### Work instruction
Your answer must be an exact transcription of every record.

### Source data
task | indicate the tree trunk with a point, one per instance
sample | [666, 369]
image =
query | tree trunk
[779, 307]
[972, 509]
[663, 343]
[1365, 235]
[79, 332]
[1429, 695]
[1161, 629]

### Answer to this exercise
task | indicate the tree trunk with a point, one per instance
sample | [666, 369]
image =
query | tree trunk
[779, 307]
[972, 509]
[663, 343]
[1365, 235]
[79, 332]
[1429, 695]
[1161, 629]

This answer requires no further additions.